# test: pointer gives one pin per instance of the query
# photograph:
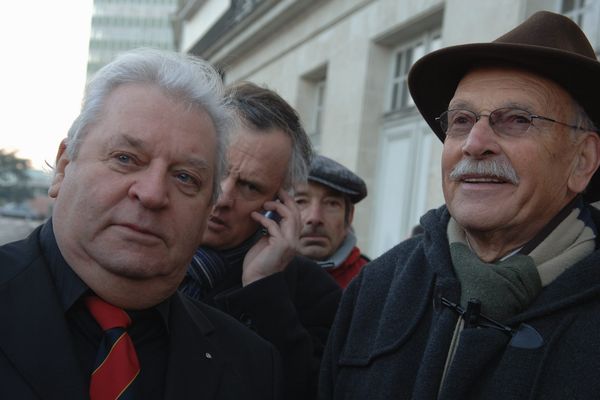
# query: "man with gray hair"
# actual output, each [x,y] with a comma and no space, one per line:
[247,264]
[499,297]
[89,301]
[326,204]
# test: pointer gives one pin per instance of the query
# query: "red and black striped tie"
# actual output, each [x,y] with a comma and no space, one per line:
[117,364]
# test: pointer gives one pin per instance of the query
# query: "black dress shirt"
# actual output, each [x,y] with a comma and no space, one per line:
[149,331]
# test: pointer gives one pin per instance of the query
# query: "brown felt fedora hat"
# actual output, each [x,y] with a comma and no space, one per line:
[547,44]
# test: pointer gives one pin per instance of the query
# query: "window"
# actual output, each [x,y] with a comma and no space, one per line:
[311,103]
[316,125]
[403,58]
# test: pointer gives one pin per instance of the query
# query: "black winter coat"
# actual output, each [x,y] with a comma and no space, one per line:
[293,310]
[392,334]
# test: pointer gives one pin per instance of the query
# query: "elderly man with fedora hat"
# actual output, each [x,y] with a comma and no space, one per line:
[326,204]
[499,298]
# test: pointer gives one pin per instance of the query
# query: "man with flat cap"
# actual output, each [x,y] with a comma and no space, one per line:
[499,298]
[326,206]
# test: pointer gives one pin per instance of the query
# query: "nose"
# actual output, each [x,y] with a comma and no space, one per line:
[313,214]
[227,193]
[482,140]
[151,187]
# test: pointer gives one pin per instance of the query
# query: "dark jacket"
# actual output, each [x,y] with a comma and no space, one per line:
[392,334]
[37,358]
[293,310]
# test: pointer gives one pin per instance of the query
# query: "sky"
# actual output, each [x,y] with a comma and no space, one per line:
[44,48]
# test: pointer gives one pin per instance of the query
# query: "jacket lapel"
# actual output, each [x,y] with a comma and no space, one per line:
[195,365]
[35,337]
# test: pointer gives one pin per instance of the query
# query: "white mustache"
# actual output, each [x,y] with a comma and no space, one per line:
[498,168]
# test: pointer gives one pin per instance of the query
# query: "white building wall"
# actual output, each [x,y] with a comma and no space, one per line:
[353,41]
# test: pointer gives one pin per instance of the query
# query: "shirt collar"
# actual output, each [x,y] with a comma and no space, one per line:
[70,287]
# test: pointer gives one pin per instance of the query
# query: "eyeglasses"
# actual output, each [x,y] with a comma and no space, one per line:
[505,121]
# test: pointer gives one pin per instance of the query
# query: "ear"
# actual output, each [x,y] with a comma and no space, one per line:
[350,216]
[59,170]
[587,160]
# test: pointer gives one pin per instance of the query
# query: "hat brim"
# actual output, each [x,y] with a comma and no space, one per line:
[433,79]
[354,196]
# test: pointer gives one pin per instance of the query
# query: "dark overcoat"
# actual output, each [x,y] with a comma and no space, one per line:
[38,360]
[392,333]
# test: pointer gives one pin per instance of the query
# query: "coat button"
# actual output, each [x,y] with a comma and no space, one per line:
[246,319]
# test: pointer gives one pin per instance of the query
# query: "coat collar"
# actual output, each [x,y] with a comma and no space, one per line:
[38,342]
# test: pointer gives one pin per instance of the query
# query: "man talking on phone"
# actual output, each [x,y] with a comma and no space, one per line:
[247,265]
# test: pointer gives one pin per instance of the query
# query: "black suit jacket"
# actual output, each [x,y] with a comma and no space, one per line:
[293,310]
[211,356]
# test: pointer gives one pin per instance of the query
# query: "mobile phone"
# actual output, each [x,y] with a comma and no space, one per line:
[272,214]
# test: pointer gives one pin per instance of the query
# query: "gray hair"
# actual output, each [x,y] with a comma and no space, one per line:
[263,109]
[186,78]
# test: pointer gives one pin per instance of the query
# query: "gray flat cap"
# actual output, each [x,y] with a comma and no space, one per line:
[334,175]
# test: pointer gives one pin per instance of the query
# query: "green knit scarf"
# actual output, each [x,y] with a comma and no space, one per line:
[506,287]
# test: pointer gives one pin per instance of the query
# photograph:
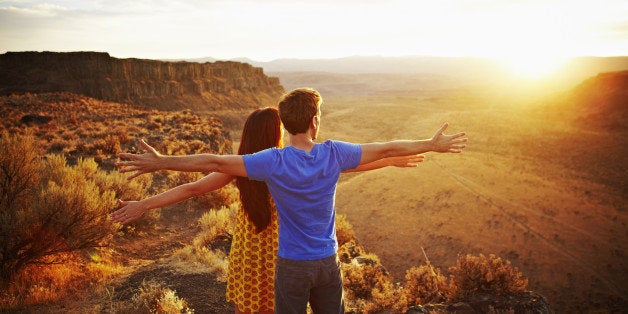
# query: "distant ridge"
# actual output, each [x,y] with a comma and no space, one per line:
[469,69]
[602,101]
[145,83]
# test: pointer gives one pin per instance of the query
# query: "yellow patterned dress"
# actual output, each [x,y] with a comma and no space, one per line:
[252,265]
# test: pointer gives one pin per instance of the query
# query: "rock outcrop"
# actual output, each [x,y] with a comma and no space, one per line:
[145,83]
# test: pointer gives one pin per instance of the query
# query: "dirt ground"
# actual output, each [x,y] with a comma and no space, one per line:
[176,228]
[539,193]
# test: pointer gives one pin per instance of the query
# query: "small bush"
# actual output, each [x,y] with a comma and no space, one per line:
[48,208]
[368,286]
[481,274]
[424,284]
[153,297]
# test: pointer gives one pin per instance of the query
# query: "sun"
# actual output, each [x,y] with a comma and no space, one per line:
[532,66]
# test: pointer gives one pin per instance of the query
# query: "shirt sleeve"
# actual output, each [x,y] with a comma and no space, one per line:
[259,165]
[347,154]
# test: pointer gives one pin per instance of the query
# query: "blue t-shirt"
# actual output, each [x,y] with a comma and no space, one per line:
[303,186]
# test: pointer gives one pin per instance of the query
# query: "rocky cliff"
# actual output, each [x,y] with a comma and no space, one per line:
[146,83]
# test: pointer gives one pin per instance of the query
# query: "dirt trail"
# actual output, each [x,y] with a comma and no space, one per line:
[506,195]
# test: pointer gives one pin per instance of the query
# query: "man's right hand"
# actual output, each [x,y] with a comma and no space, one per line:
[442,143]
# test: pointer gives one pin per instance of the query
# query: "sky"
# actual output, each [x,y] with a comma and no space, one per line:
[265,30]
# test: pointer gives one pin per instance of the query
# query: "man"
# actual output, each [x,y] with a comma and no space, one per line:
[302,179]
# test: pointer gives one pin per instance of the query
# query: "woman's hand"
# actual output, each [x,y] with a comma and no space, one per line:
[442,143]
[150,161]
[130,211]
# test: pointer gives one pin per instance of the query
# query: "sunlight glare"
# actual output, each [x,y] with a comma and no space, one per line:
[532,66]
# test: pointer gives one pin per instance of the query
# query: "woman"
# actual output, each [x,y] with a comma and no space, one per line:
[254,244]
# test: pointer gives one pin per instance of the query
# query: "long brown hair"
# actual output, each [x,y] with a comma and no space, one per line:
[262,130]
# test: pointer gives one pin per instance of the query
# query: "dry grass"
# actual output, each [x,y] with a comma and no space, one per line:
[514,192]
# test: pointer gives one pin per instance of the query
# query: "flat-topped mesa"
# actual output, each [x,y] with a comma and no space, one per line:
[146,83]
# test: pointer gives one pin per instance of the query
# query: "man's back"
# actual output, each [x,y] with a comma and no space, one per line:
[303,185]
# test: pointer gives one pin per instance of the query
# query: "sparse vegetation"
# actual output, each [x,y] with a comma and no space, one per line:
[155,297]
[485,274]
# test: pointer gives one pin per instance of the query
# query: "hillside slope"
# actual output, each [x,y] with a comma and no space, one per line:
[146,83]
[542,191]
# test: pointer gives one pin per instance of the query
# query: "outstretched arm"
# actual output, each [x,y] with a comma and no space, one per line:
[439,143]
[398,161]
[133,210]
[152,161]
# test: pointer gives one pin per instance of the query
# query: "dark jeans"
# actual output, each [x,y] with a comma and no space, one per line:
[317,281]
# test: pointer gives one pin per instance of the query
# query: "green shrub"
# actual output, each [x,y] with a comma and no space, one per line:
[424,284]
[153,297]
[481,274]
[368,286]
[47,208]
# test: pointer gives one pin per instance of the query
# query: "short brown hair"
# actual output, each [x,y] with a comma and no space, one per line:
[298,107]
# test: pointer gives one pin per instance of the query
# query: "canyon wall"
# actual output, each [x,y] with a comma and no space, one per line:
[146,83]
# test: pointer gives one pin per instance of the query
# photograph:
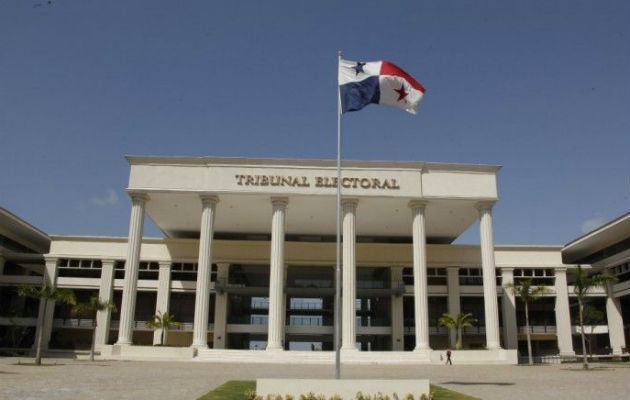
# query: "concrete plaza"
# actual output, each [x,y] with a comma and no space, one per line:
[76,379]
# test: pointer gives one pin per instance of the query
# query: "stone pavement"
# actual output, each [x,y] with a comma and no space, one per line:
[189,380]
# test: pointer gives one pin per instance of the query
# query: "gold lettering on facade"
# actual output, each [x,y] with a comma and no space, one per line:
[319,181]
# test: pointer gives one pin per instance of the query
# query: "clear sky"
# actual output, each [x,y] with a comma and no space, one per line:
[539,87]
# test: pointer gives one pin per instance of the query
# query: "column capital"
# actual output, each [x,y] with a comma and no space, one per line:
[138,196]
[280,202]
[48,259]
[350,202]
[418,204]
[208,199]
[486,205]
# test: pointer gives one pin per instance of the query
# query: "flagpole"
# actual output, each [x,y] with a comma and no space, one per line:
[338,249]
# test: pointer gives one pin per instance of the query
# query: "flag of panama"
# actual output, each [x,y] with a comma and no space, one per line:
[378,82]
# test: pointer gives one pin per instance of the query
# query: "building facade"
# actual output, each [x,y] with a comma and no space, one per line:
[248,255]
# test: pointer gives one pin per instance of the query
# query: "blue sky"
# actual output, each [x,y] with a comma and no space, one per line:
[539,87]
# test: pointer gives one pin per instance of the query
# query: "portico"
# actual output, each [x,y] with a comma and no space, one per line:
[293,200]
[247,263]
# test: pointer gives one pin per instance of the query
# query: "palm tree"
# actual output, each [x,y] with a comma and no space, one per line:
[164,322]
[583,284]
[462,320]
[47,293]
[528,294]
[91,308]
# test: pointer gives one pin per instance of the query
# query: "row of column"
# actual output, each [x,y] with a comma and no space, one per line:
[277,268]
[277,277]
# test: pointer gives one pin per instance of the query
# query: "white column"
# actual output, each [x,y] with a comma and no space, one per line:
[220,309]
[204,269]
[454,303]
[615,321]
[284,308]
[105,294]
[510,329]
[398,317]
[276,274]
[50,275]
[163,298]
[349,271]
[563,315]
[491,307]
[420,290]
[128,304]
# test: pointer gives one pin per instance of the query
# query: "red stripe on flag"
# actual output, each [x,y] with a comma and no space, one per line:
[388,68]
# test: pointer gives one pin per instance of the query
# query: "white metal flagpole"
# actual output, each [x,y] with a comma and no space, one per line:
[338,249]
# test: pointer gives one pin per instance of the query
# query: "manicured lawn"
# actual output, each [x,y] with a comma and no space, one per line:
[235,390]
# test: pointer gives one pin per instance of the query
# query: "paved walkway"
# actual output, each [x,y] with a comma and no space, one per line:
[189,380]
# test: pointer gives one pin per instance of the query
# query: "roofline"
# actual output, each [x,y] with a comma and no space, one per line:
[90,238]
[24,223]
[243,161]
[596,231]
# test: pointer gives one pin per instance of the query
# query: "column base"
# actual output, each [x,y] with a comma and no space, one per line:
[617,352]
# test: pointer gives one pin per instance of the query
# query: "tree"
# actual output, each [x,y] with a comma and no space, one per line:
[91,308]
[592,317]
[462,320]
[164,322]
[528,294]
[583,284]
[47,293]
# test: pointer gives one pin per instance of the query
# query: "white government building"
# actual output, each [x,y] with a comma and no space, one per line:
[248,258]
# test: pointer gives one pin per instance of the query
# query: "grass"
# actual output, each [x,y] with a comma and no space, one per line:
[230,390]
[235,390]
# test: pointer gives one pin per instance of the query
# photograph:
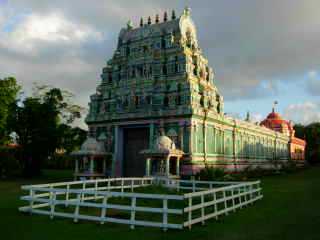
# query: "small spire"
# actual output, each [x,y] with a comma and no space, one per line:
[165,17]
[173,15]
[274,106]
[129,24]
[187,11]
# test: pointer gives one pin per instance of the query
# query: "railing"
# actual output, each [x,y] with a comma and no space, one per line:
[207,200]
[215,202]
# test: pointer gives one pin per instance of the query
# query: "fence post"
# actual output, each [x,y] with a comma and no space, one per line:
[251,193]
[190,212]
[202,209]
[83,188]
[67,195]
[245,194]
[165,214]
[132,182]
[133,212]
[122,182]
[104,209]
[95,189]
[225,202]
[109,185]
[215,204]
[240,197]
[193,186]
[76,211]
[233,200]
[31,193]
[52,204]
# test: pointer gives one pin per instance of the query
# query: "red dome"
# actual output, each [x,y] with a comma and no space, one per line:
[274,115]
[275,122]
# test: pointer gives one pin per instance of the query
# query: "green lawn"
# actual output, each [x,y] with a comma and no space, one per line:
[290,210]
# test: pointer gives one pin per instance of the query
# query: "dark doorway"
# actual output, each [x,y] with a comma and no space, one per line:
[135,140]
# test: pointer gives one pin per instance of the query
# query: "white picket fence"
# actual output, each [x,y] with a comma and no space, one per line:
[196,201]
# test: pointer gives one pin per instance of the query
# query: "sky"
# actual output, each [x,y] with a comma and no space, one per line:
[261,51]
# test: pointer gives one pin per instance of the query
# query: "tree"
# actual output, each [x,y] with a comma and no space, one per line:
[311,133]
[8,95]
[38,122]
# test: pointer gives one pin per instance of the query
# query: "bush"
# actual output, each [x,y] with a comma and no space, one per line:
[9,164]
[59,161]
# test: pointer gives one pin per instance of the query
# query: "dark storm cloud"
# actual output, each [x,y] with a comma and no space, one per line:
[251,44]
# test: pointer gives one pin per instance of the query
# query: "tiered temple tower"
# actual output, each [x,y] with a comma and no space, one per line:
[158,82]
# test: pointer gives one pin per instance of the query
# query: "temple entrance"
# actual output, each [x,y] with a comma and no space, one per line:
[135,140]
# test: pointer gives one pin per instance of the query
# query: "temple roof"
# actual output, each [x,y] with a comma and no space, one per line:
[151,30]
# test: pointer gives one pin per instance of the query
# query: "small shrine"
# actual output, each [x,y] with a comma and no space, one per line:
[163,160]
[92,160]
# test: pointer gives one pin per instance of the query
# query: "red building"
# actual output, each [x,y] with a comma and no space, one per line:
[297,146]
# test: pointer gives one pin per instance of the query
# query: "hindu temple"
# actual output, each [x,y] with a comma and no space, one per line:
[159,83]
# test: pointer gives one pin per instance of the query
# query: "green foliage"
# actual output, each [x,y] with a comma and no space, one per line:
[9,165]
[211,174]
[8,95]
[39,124]
[59,161]
[311,133]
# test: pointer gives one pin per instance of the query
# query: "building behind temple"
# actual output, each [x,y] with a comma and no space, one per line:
[158,82]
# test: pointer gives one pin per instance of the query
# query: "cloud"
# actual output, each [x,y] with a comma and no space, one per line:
[303,113]
[49,29]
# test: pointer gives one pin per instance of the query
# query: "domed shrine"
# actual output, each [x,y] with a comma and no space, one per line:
[91,160]
[297,146]
[163,159]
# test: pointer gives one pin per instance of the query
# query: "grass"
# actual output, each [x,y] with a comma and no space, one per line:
[290,209]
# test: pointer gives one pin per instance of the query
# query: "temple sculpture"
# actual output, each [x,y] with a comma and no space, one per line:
[159,83]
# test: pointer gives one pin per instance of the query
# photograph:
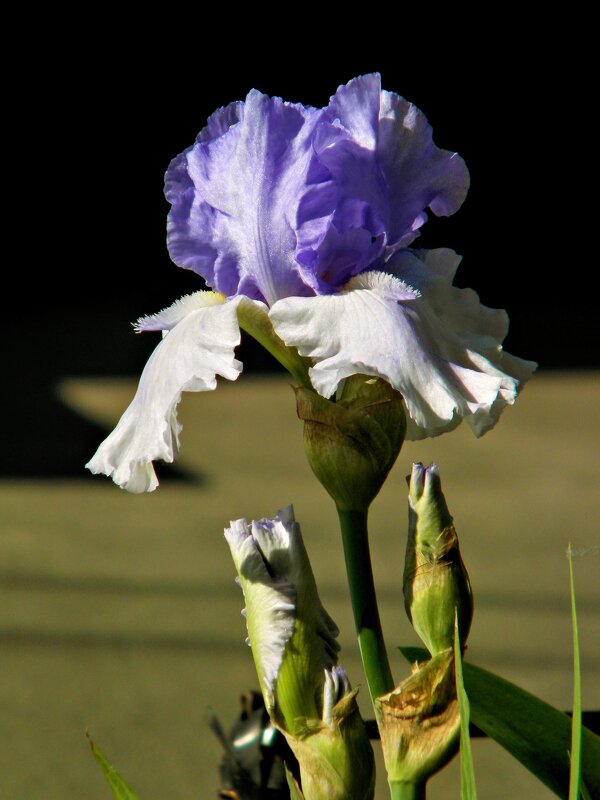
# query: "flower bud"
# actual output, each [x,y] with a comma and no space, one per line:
[436,583]
[294,646]
[352,443]
[419,722]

**WHAT TO PRODUCE:**
Look for the word "brown". Copy out every line of the data that has it.

**TASK SOLUTION:**
# query: "brown felt fedora hat"
# query: "long brown hair"
# query: "short brown hair"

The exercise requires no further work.